● **Requirements**
Carry the passage on business process re-engineering forward from its final sentence.

In this situation, the affected operations may basically be sound and
only require small degrees of change to be applied, and then only to
selected elements of the overall process, for example the
modification of information technology systems.
Continuous improvement is normally a fundamental component of
total quality management (TQM).
However, there really is no reason why an organisation should not
implement a suitable cocktail of different techniques in order to
achieve its objectives.

What is TQM?
Total quality management (TQM) is the continual process of
detecting and reducing or eliminating errors in manufacturing,
streamlining supply chain management, improving the customer
experience, and ensuring that employees are up to speed with
training.
The Radicalism of BPR
Business process re-engineering is the re-engineering of business
systems. It has been called a radical change programme which is
designed to:
• reduce costs significantly
• make operations significantly more efficient
• find a competitive advantage.

The need for BPR is often driven by acutely unfavourable business


circumstances, but even without these a prudent management will
consider the competitive advantages which may follow from BPR.
It is better to be proactive rather than be forced to respond when a
crisis is upon the company.
BPR can be said to be a high risk technique as the aim is to achieve
high levels of improvement in a short timescale.
The Driving Force for BPR
The motivations for applying this technique will be varied, but the
continuing survival and development of the organisation are normally
at the heart of such radical change methods.
There may be, on the one hand, the fundamental need to refocus the
strategy of the organisation or alternatively external forces (such as a
new competitor in the market or changed economic conditions) may be
brought to bear. The following general examples may apply:

• increasing cost burdens squeezing profit margins;


• declining income levels from a given product or service,
suggesting that additional or improved service is necessary;
• inefficient usage of resources possibly linked to funding
limitations;
• poor productivity and efficiency levels when compared to
industry norms;
As with the application of any form of strategically driven technique,
top management should be seen as the driving force and be
responsible for the re-engineering initiative.
In order to enhance the possibility of success, the BPR project team
should include suitably senior and experienced managers.

Benefits from BPR


Very frequently, post BPR, the business is likely to be more closely
aligned with customer needs (“customer focused”) than before BPR.
All processes become geared to the customer. Staff and management
are likely to benefit from increased empowerment.
The IT systems will more closely correspond to need. Business costs
will have been reduced through downsizing, better asset management,
better supplier relationships and productivity benefits.

● **Record set**

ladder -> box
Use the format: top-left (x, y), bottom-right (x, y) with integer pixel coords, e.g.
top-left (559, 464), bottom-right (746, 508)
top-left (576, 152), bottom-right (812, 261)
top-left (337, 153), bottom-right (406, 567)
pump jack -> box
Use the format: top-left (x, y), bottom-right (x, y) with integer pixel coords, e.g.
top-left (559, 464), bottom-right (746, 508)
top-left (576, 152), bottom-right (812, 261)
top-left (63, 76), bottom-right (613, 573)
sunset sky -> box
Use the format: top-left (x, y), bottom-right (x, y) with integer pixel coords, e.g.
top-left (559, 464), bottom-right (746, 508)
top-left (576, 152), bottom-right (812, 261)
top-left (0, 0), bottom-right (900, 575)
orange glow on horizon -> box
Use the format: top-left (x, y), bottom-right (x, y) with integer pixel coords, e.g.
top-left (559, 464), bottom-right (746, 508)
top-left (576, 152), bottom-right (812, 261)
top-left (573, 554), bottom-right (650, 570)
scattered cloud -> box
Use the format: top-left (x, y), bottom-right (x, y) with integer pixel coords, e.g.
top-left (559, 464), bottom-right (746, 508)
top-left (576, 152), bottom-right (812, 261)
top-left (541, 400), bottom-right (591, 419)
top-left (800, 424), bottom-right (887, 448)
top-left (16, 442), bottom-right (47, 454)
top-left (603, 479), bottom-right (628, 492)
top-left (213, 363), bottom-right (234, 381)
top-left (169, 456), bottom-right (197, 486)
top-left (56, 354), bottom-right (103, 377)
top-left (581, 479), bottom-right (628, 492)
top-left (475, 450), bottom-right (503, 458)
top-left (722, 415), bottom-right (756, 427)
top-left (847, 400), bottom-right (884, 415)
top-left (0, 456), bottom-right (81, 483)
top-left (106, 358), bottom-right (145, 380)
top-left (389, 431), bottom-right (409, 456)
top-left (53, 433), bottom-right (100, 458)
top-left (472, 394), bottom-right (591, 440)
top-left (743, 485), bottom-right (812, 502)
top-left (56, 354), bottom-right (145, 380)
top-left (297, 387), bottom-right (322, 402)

● **Result**
How BPR May Affect the Business
Although the results of BPR are intended to be beneficial, the process
has risks associated with it.
Staff are likely to be resistant to major change and morale may suffer.
The efficiency of running existing systems may be impaired as staff
resources are diverted to the BPR project.
The transition from the old systems to the post-BPR approach can be
unsettling and, unless planned with very great care, lead to major
breakdowns in business performance.
This is especially so as BPR usually involves the redesign of IT
systems. Customers may suffer in the short term even though they
should notice perceptible improvements after implementation of BPR.
In the short term BPR will be expensive as it is likely to entail major
investment of time by management and staff, and of capital by the
business itself.
If consultants are used, the business must be careful to ensure that it
does not lose ownership of the programme.
The following 11 general principles for a BPR project are taken from
Business Process Re-Engineering—A Practical Handbook for
Executives, by Stephen Towers:
1. A BPR programme will take strong leadership, substantial time
and real commitment.
2. Begin with a baseline assessment of your processes today.

3. Consultants are extremely useful in moving a BPR programme


forward.
11 general principles for a BPR project
4. Define BPR in quantitative terms, and set up a BPR directorate.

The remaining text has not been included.